* _ÉNONCÉ_:
Mettez tout le matériel ci-dessous sous forme de liste numérotée, en supprimant les lignes vides. N'incluez pas les images dans votre réponse.

═══ DONNÉES FOURNIES

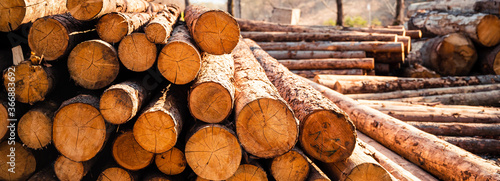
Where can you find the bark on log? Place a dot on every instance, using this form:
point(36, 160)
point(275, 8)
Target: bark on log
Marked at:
point(423, 149)
point(333, 63)
point(35, 127)
point(323, 127)
point(17, 12)
point(211, 97)
point(159, 29)
point(53, 37)
point(97, 71)
point(482, 28)
point(265, 124)
point(136, 52)
point(214, 31)
point(188, 63)
point(316, 54)
point(85, 10)
point(32, 82)
point(21, 158)
point(213, 152)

══════

* _SOLUTION COMPLÈTE_:
1. Where can you find the bark on log? Place a dot on every instance, using this form:
2. point(36, 160)
3. point(275, 8)
4. Target: bark on log
5. Marked at:
6. point(423, 149)
7. point(333, 63)
8. point(35, 127)
9. point(323, 127)
10. point(17, 12)
11. point(211, 97)
12. point(159, 29)
13. point(53, 37)
14. point(97, 71)
15. point(482, 28)
16. point(265, 124)
17. point(136, 52)
18. point(214, 31)
19. point(188, 63)
20. point(316, 54)
21. point(85, 10)
22. point(32, 82)
23. point(21, 158)
24. point(213, 152)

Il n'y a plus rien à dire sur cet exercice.